Consigne: Dans les commentaires sur la course, recopie à l'identique le passage qui commence par « PS : Superbe » et se poursuit jusqu'à « du flétan :-) ».

Extrait à lire:
####

PS : Superbe titre de récit :D Bonne récup'
Commentaire de L Espadon posté le 14-05-2022 à 01:02:24
Merci keaky pour ton commentaire !
Et j'aime beaucoup le coup du flétan :-)
Commentaire de Zucchini posté le 17-05-2022 à 10:31:14
Salut l'espadon! Merci pour ton récit et tes analyses ! Je suis d'accord pour la gestion du sommeil, c'était bien compliqué avec la navette la nuit précédente, à 2h30, pendant 3h dans un bus scolaire. Très clairement c'était un handicap cette histoire! Et comme toi, c'était très difficile de partir de la base vie. J'ai trouvé l'orgueil nécessaire, mais c'était à deux doigts ! Et la période entre 4h et le lever du jour fut un supplice, je fermais les yeux en courant, je baillais, j'avais pas de jus. Le lever du jour à arrangé tout ça d'un coup, la minestrone et les lentilles faisant le reste :) au final je termine en courant tout le long, mais harassé, et 10 jours après, je n'ai pas récupéré le déficit de sommeil !! Bonne récup' à toi
Commentaire de L Espadon posté le 17-05-2022 à 22:51:23
Merci Zucchini, et bravo pour avoir eu le mental de continuer après la base de vie !!!

####

Jeu de données:
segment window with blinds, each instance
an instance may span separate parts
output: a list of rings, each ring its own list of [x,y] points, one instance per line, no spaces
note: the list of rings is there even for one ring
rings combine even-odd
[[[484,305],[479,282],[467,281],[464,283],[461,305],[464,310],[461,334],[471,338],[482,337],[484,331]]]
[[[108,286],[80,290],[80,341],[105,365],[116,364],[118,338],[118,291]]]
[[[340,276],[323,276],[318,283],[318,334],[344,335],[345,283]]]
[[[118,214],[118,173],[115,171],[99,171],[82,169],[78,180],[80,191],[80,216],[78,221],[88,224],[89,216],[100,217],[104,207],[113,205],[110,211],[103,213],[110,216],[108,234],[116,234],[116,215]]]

####

Réponse complète:
PS : Superbe titre de récit :D Bonne récup'
Commentaire de L Espadon posté le 14-05-2022 à 01:02:24
Merci keaky pour ton commentaire !
Et j'aime beaucoup le coup du flétan :-)